Jews and Science

The first signs of the modernization and secularization of the Jewish community in Romania emerged in the second half of the nineteenth century, under the influence of the Haskalah movement, which was disseminated by young intellectuals and scholars, mainly from Galicia and Bessarabia, who laid foundations for Jewish communal and cultural institutions in Romania. Many Jewish intellectuals were also prominent in the broader Romanian cultural and scientific environment, including Iuliu Barasch, Benjamin Schwarzfeld and his sons Moses, and Wilhelm. These intellectuals, who had been educated in European universities or rabbinic seminaries, helped to modernize Jewish culture and education.
With the modernization of Romanian society, the second half of the nineteenth century also marked the appearance of Jewish intellectuals in the elite of Romanian cultural and scientific life. The Romanian language became the language of secular forms of culture, both in the Jewish press and literature, historiography and Jewish studies. Some of those intellectuals, Moses Schwarzfeld above all, researched and wrote the history of Romanian Jews, and among the first Romanian philologists and linguists were Moses Gaster, Heinrich Tiktin, and Lazăr Șăineanu ,who made significant contributions to this field.
As the first universities in Romania were founded in the second half of the nineteenth century, the first scientists, including Jewish scientists were educated in European universities. Dr. Iuliu Barasch, who received his doctorate of medicine in Berlin, was appointed professor at the school of surgery in Bucharest in1855, becoming the first Jew to lecture at a Romanian university. Barasch, was the first in a long line of Jewish scientists in Romania, and the editor of Isis Natura, the first magazine of popular science in Romania. David Emmanuel received his PhD in mathematics from the Sorbonne University in1879, and became professor at the University of Bucharest and at the Polytechnic School. Lazăr Edeleanu, who received his PhD in chemistry in Berlin in 1887, is known for being the first to synthesize amphetamine, and is considered to be the founder of the petrochemical industry in Romania.
After World War II, Jews participated in the development of the basic and applied research in Romania. Before World War II basic scientific research was conducted mainly by Universities, and only in the late 1940s, institutes of basic and applied scientific research in mathematics, physics, physical chemistry, applied mechanics, and energy were founded in the framework of the Romanian Academy.
From the 1960s, an increasingly accelerated process was set off to “nationalize” party and state bodies by removing Jews from positions of leadership. At the same time, a significant number of Jewish intellectuals were able to pursue their work, some of them becoming prominent in the fields of science and culture. Linguists Alexandru Graur, Jacques Byck, Iancu Fischer, Henri Wald, and Solomon Marcus, and the literary historian Paul Cornea acquired a remarkable renown and Nicolae Cajal, physician and specialist in the research of virology, was elected member of the Romanian Academy in 1990, and in 1994 became its vice- president.
■ ■ ■
:: WHAT THIS TASK INVOLVES ::
Reproduce the passage above on Jews and science in Romania word for word, beginning at "After World War" and stopping after "the Romanian Academy.".
■ ■ ■
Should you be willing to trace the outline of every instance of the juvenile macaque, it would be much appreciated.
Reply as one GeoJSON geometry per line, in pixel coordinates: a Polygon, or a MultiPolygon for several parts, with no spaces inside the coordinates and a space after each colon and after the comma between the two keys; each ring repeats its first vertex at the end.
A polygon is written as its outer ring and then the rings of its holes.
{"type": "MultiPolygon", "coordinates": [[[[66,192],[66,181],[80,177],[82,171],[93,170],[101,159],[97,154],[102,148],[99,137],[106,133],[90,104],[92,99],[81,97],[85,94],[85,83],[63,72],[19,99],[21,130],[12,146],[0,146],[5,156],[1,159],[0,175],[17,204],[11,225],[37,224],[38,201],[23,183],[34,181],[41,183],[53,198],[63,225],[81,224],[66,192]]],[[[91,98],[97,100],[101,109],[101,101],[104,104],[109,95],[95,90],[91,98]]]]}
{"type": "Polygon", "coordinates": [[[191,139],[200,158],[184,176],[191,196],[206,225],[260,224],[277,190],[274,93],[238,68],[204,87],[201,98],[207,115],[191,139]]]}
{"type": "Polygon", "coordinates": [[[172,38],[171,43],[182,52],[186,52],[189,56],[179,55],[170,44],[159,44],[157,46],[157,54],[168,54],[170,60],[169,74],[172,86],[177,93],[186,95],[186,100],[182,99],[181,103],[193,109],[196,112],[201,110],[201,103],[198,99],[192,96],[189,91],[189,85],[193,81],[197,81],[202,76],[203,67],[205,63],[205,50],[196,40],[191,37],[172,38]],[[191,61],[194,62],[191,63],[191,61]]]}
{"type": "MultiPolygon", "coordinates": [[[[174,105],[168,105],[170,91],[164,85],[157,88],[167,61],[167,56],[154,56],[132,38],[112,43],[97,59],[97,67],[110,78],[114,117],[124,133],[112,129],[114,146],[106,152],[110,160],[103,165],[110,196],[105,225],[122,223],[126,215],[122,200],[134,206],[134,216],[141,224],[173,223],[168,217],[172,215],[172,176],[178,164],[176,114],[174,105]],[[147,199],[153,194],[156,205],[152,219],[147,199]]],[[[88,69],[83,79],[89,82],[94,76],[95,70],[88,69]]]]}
■ ■ ■
:: FINISHED EXERCISE ::
After World War II, Jews participated in the development of the basic and applied research in Romania. Before World War II basic scientific research was conducted mainly by Universities, and only in the late 1940s, institutes of basic and applied scientific research in mathematics, physics, physical chemistry, applied mechanics, and energy were founded in the framework of the Romanian Academy.